**YOUR GOAL**
The word "windshield" marks the lines to keep; find each one in the data and copy it.

________________

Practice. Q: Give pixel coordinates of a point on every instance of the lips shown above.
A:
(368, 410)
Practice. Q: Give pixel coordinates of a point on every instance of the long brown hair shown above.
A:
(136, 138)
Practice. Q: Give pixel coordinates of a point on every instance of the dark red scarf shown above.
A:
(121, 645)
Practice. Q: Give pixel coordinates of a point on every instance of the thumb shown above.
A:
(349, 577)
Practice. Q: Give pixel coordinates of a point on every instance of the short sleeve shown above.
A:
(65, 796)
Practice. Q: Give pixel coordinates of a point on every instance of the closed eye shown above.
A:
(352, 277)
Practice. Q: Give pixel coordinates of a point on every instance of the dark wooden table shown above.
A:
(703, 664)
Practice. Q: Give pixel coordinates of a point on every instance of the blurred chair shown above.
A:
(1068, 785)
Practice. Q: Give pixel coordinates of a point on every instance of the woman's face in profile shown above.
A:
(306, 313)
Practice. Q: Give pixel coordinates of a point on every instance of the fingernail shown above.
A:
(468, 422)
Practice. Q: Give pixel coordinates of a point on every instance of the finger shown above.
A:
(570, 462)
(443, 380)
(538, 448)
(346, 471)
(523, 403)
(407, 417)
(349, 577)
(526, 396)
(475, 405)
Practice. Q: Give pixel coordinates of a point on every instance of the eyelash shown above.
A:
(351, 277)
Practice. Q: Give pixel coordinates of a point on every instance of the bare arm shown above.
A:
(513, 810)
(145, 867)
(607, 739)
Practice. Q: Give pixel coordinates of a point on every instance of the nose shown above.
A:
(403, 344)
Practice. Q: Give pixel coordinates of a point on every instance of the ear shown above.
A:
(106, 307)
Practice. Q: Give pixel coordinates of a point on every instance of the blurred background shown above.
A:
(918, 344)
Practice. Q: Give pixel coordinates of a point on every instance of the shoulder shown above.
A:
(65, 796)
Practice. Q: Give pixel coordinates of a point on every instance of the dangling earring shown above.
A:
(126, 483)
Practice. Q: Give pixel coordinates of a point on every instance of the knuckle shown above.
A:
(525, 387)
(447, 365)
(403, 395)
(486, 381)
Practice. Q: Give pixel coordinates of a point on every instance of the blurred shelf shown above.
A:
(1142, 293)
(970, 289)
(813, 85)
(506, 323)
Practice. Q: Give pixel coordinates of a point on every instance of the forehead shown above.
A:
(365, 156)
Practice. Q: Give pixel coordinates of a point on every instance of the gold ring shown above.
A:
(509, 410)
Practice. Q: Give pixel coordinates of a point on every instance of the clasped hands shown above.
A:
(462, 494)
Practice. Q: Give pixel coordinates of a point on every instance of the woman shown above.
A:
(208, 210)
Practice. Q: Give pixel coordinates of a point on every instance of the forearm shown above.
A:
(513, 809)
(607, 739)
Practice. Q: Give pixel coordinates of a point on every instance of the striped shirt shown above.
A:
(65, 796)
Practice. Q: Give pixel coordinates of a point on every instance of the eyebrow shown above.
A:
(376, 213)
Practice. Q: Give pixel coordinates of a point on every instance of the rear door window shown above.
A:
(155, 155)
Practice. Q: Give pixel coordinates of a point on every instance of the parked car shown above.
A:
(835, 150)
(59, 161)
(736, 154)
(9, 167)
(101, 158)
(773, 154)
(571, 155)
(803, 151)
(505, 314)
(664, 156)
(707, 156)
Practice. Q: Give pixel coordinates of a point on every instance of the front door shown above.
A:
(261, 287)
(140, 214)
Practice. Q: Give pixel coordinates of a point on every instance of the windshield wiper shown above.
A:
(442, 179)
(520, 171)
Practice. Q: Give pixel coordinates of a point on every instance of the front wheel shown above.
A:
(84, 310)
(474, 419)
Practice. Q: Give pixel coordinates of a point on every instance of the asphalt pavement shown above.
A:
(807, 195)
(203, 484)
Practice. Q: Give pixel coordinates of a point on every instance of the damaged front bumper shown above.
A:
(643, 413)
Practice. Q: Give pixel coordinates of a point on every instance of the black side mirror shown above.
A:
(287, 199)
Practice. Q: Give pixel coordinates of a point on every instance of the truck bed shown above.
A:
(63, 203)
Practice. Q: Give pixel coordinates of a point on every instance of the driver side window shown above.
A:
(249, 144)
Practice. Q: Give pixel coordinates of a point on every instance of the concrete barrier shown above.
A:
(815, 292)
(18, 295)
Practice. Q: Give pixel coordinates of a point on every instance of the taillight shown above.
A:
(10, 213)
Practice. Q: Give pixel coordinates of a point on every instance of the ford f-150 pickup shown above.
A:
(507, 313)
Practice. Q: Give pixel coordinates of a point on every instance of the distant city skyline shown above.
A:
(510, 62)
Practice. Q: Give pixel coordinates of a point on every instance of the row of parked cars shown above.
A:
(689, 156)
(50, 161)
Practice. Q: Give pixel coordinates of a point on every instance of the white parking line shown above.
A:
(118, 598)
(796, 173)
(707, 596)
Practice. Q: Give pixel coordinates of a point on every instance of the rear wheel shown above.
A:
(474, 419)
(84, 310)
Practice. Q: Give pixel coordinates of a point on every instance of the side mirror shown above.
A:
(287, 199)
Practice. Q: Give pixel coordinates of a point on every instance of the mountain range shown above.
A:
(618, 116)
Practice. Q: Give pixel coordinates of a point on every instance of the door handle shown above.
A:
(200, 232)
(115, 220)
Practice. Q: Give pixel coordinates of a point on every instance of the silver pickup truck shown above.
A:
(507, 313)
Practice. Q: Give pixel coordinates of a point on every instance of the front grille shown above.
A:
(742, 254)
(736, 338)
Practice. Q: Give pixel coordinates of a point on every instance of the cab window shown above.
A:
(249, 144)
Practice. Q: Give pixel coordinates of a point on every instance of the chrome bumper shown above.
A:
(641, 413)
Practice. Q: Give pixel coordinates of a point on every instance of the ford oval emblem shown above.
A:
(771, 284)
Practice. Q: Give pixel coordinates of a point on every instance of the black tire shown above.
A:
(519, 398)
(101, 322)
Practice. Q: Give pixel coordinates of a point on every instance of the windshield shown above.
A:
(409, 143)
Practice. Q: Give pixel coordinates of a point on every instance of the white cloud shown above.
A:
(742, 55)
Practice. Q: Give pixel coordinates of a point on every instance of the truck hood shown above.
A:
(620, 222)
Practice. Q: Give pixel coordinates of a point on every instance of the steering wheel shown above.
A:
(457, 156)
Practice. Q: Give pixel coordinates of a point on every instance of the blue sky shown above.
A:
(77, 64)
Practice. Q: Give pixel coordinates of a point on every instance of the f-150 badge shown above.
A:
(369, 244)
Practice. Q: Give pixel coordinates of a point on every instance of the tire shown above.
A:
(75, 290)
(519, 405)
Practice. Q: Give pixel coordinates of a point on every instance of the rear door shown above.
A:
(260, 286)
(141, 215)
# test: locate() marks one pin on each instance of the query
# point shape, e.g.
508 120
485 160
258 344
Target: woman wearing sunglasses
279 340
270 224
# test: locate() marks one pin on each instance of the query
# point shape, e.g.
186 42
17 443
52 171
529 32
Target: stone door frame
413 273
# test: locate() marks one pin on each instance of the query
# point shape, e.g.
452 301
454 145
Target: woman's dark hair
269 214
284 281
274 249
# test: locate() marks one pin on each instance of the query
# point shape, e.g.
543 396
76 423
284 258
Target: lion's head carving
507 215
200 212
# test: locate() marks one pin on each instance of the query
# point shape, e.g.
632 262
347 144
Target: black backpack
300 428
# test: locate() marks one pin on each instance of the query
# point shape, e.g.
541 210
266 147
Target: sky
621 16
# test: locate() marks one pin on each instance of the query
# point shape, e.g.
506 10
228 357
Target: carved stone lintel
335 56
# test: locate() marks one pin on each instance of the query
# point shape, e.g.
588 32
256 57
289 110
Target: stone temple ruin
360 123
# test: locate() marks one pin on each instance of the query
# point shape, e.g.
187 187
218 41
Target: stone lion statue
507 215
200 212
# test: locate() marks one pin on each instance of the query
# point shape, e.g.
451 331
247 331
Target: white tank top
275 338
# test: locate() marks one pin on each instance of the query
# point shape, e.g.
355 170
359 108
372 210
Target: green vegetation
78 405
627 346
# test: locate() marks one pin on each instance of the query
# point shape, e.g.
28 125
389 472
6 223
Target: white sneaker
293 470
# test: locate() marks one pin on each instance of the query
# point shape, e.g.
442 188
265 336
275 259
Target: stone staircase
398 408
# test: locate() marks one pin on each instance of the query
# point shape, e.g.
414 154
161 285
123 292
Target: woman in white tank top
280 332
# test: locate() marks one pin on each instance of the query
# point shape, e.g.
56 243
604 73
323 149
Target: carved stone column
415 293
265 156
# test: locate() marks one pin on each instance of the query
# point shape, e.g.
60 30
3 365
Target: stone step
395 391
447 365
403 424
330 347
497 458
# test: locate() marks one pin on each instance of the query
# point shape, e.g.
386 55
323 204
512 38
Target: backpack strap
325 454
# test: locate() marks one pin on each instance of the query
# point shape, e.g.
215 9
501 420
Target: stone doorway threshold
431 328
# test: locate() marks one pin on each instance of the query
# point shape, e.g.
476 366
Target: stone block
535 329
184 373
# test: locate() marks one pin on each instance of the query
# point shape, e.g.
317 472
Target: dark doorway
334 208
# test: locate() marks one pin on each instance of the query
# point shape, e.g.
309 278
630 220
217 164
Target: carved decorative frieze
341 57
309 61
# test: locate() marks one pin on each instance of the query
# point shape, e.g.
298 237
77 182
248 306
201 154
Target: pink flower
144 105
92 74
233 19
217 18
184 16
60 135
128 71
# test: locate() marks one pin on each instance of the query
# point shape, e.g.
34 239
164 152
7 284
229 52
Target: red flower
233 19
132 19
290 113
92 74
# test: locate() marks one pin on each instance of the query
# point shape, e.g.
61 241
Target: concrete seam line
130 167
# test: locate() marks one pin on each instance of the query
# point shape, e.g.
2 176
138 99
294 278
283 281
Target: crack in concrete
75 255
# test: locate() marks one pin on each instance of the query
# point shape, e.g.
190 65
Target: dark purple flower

________________

**RESULT OF THIS TASK**
Practice. Q: Give pixel coordinates of a point on every instance of the windshield wiper shown above.
Practice. Q: Give pixel coordinates of a point on every instance of the windshield shown above.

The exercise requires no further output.